■ About this task
Which lines in the data below contain the word "positive"? Return each of them.

Stored items:

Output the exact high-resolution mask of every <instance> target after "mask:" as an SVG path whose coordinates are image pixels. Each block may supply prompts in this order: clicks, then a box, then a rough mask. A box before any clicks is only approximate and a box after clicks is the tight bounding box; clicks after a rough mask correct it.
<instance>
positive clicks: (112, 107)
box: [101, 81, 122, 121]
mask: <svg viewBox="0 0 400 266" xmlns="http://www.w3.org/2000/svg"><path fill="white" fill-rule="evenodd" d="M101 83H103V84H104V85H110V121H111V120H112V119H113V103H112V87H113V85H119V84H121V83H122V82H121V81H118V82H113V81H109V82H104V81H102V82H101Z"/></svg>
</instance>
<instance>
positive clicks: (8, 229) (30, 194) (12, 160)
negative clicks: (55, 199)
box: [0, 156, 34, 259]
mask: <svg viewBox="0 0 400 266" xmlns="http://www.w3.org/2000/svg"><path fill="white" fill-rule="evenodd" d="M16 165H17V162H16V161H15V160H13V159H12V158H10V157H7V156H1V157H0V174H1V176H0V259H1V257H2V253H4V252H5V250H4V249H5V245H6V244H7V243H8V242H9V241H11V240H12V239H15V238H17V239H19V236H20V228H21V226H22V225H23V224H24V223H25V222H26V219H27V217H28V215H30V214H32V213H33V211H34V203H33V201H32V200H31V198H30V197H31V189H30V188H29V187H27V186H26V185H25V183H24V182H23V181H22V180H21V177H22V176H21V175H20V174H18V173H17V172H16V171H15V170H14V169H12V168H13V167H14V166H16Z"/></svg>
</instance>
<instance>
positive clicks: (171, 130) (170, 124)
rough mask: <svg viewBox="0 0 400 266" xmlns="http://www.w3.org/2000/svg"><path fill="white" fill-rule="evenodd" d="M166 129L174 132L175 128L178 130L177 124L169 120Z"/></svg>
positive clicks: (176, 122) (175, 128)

■ Finished task
positive clicks: (112, 107)
positive clicks: (8, 229) (30, 194) (12, 160)
positive clicks: (171, 130) (170, 124)
positive clicks: (176, 122) (175, 128)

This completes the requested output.